### SELECTED TEXT
# Advise please



## brokeneric (Jan 27, 2014)

Any husbands whose wife has/had strapon fetish? How did you deal with it?


----------



## inarut (Feb 9, 2013)

Crickets???..... Lol
Sorry... Seriously ...
How do you or your husband feel about it? Don't know if you are the husband or the wife ?

Eta... Just noticed Eric in your user name... the husband ? How do you feel and how are you dealing with it? What is her perception?
_Posted via Mobile Device_


----------



## brokeneric (Jan 27, 2014)

She cheated for it and didn't even ever tell me about it.


----------



## Cletus (Apr 27, 2012)

I don't have that spouse, but if I did, I suppose I'd take one for the team every once in a while.


----------



## inarut (Feb 9, 2013)

brokeneric said:


> She cheated for it and didn't even ever tell me about it.


So you are saying you refused and she went elsewhere to do that? Can you answer my other questions? 
Not In any way saying what she did is ok if f that's the case.
_Posted via Mobile Device_


----------



## brokeneric (Jan 27, 2014)

She felt she couldn't tell me about her fetish as I would think adverse about her. Our marriage continued for 15 years in this fashion. I thought our sex life was awesome but it was awesome only for me. She repressed her desires during these years. When she met the exbf she tried it with, she cheated and got caught.


----------



## Cletus (Apr 27, 2012)

### DATASET CONTENT
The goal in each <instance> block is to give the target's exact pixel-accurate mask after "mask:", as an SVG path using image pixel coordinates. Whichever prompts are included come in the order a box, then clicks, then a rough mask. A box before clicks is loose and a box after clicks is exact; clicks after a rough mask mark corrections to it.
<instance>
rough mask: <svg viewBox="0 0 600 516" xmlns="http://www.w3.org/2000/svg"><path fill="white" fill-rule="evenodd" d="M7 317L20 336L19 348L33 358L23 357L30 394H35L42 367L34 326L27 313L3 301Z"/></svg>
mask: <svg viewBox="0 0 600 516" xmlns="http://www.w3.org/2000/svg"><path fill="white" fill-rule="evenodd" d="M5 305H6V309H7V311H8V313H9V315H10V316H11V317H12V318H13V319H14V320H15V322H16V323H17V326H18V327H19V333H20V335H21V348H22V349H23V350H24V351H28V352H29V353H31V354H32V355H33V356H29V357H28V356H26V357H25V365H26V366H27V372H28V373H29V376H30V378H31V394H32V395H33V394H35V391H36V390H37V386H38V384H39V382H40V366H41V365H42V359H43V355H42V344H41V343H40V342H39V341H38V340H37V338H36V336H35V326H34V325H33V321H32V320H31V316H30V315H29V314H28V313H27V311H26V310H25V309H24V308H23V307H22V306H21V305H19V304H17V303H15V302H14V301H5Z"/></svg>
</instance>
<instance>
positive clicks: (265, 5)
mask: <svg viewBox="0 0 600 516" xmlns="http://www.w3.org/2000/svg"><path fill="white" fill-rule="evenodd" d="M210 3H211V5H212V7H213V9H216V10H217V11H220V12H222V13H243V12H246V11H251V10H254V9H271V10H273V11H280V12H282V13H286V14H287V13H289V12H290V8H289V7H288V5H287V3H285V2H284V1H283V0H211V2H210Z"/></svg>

### DIRECTIONS
1. Based on the forum thread, say whether each statement agrees with it, answering yes or no and quoting the words that decide it: (a) the wife told her husband about her fetish; (b) the marriage continued for 15 years; (c) Cletus has a spouse with that fetish.
2. Convert the mask entries into a JSON list of strings, with one string for each line and blank lines left out.
The forum thread and the mask entries are unrelated to each other.

### ANSWERS FOR THIS EXERCISE
1.
(a) No: "She felt she couldn't tell me about her fetish as I would think adverse about her."
(b) Yes: "Our marriage continued for 15 years in this fashion."
(c) No: "I don't have that spouse"

2.
[
  "The goal in each <instance> block is to give the target's exact pixel-accurate mask after \"mask:\", as an SVG path using image pixel coordinates. Whichever prompts are included come in the order a box, then clicks, then a rough mask. A box before clicks is loose and a box after clicks is exact; clicks after a rough mask mark corrections to it.",
  "<instance>",
  "rough mask: <svg viewBox=\"0 0 600 516\" xmlns=\"http://www.w3.org/2000/svg\"><path fill=\"white\" fill-rule=\"evenodd\" d=\"M7 317L20 336L19 348L33 358L23 357L30 394H35L42 367L34 326L27 313L3 301Z\"/></svg>",
  "mask: <svg viewBox=\"0 0 600 516\" xmlns=\"http://www.w3.org/2000/svg\"><path fill=\"white\" fill-rule=\"evenodd\" d=\"M5 305H6V309H7V311H8V313H9V315H10V316H11V317H12V318H13V319H14V320H15V322H16V323H17V326H18V327H19V333H20V335H21V348H22V349H23V350H24V351H28V352H29V353H31V354H32V355H33V356H29V357H28V356H26V357H25V365H26V366H27V372H28V373H29V376H30V378H31V394H32V395H33V394H35V391H36V390H37V386H38V384H39V382H40V366H41V365H42V359H43V355H42V344H41V343H40V342H39V341H38V340H37V338H36V336H35V326H34V325H33V321H32V320H31V316H30V315H29V314H28V313H27V311H26V310H25V309H24V308H23V307H22V306H21V305H19V304H17V303H15V302H14V301H5Z\"/></svg>",
  "</instance>",
  "<instance>",
  "positive clicks: (265, 5)",
  "mask: <svg viewBox=\"0 0 600 516\" xmlns=\"http://www.w3.org/2000/svg\"><path fill=\"white\" fill-rule=\"evenodd\" d=\"M210 3H211V5H212V7H213V9H216V10H217V11H220V12H222V13H243V12H246V11H251V10H254V9H271V10H273V11H280V12H282V13H286V14H287V13H289V12H290V8H289V7H288V5H287V3H285V2H284V1H283V0H211V2H210Z\"/></svg>"
]